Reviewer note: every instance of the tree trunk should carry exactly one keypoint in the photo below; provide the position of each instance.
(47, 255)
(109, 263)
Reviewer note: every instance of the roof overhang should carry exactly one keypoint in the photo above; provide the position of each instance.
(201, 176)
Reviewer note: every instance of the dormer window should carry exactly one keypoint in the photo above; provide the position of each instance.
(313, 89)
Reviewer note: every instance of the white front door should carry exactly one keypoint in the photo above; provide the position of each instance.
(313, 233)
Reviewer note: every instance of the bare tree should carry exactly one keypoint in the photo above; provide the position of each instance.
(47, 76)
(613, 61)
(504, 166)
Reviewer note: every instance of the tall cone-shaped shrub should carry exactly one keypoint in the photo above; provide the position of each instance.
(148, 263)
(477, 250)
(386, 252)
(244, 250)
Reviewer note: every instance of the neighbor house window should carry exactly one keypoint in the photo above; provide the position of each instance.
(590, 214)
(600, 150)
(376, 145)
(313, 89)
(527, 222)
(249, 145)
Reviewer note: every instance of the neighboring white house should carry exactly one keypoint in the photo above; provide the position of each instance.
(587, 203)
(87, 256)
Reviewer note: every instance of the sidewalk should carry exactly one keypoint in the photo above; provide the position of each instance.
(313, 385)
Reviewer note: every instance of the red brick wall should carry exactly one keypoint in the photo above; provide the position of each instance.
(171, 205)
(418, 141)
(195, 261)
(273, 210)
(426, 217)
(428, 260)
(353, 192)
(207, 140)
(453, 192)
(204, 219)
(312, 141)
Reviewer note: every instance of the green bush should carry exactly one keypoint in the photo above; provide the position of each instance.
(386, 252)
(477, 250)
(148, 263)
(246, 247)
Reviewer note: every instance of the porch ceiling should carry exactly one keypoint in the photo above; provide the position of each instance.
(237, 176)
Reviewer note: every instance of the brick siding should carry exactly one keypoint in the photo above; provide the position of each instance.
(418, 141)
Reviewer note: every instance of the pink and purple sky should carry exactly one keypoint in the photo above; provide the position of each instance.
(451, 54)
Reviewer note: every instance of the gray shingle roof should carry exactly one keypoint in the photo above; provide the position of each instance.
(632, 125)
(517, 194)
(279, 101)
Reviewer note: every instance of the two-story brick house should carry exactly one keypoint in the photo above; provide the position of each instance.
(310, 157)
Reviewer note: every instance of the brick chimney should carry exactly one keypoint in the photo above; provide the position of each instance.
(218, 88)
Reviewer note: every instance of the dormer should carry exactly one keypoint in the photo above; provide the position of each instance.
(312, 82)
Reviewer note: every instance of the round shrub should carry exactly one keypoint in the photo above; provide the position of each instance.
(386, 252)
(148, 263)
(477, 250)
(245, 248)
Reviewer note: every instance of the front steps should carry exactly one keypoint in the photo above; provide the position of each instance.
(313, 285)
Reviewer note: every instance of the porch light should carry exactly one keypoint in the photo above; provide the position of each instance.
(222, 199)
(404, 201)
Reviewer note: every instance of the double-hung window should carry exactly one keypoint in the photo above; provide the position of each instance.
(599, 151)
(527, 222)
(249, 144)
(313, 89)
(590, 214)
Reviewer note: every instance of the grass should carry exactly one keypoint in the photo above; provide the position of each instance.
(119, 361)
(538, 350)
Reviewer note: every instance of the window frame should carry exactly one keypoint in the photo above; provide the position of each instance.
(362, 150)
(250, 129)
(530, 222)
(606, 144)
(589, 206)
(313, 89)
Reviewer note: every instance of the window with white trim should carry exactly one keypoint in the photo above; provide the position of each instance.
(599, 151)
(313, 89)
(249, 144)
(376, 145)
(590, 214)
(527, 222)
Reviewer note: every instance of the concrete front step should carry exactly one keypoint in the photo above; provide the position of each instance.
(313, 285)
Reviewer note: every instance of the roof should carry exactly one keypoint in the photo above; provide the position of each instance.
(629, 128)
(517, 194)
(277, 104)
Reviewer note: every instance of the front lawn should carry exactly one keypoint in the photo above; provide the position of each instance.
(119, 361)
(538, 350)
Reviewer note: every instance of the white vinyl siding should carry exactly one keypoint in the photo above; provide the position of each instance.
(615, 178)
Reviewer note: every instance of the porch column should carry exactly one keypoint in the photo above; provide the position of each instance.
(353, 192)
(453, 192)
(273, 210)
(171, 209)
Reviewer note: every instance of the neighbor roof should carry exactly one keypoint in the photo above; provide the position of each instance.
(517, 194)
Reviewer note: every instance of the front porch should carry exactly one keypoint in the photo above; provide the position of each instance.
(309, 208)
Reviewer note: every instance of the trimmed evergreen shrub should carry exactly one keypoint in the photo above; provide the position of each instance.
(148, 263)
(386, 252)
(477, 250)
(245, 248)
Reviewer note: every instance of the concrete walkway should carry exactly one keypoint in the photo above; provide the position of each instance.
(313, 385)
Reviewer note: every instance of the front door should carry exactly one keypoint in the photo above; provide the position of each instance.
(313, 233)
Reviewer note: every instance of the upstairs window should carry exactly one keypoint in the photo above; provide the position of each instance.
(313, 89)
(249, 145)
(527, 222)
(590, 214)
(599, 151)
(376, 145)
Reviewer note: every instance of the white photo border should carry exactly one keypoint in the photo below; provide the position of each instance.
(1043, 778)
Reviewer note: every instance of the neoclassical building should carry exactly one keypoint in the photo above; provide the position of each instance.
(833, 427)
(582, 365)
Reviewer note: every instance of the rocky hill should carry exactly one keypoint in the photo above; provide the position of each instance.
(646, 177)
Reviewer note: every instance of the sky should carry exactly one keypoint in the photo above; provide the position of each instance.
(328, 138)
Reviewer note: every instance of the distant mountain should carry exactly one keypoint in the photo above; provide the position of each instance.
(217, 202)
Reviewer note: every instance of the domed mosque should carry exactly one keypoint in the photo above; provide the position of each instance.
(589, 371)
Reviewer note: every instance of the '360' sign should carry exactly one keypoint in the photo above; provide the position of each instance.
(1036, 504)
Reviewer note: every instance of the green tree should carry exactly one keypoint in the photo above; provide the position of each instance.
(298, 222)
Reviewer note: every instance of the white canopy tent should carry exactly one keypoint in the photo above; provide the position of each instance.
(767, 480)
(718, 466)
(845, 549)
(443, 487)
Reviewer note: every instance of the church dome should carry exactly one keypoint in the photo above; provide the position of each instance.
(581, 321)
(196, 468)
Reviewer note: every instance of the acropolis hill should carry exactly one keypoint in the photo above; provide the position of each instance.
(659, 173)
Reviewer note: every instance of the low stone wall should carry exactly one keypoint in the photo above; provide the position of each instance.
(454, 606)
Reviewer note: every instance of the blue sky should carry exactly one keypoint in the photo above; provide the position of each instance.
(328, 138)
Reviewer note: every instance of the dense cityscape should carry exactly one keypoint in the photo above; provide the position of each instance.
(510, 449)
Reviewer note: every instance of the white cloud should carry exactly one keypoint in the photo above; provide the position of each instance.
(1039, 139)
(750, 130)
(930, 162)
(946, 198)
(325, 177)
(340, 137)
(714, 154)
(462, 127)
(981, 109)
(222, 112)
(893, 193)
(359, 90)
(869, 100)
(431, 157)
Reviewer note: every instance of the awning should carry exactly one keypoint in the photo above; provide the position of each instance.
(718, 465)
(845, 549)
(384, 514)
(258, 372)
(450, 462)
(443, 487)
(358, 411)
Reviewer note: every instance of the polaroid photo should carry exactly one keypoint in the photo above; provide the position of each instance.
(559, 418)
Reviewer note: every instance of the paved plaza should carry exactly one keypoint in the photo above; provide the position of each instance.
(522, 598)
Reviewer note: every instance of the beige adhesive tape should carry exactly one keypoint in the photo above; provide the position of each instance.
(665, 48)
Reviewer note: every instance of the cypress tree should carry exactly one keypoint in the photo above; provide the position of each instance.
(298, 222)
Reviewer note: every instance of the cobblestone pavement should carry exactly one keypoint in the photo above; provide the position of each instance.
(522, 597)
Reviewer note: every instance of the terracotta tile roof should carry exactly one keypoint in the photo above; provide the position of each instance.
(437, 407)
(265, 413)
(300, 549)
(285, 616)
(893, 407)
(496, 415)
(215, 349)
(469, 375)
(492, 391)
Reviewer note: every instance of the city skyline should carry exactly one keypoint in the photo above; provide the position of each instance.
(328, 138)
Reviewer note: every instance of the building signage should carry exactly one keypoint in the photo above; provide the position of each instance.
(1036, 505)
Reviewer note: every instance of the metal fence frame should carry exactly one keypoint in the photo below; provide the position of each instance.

========================

== Prompt ==
Return precisely the lines of the records, starting with the line that holds "Reviewer note: every instance of the polaroid" and ending with the last one.

== Exercise result ==
Reviewer note: every instance of the polaroid photo should carry exactly one keypoint in the photo above; provide the position of each instance.
(559, 418)
Reviewer note: every instance of the paved plaza should carry exactly one keypoint in the photo above; provide the position of each instance.
(522, 598)
Reviewer note: every instance of the beige adhesive tape should carry exactly one keypoint in the photo above; provide the position of each instance.
(665, 48)
Reviewer note: every instance of the cypress tree should carry exactly one keypoint in the photo above; provide the position of each instance.
(298, 222)
Reviewer note: every instance of the cobblestone pavement should carry exactly one keypoint in the photo above; provide the position of each instance.
(522, 597)
Reviewer note: every instance of the terracotta tile roof should carry exactly one keypoint in the photo above; provide the position of each instance.
(437, 407)
(265, 413)
(300, 549)
(285, 616)
(893, 407)
(496, 415)
(215, 349)
(469, 375)
(492, 391)
Reviewer note: every instance of the city skyline should carry exactly one keypoint in the photo above; provide the position of each instance.
(328, 138)
Reviewer note: every instance of the building signage should carry exactly one keypoint in the photo above; provide the position of each instance.
(1036, 505)
Reviewer note: every instance of the metal fence frame should carry exactly one keypoint in the photo below; provide the position of each instance.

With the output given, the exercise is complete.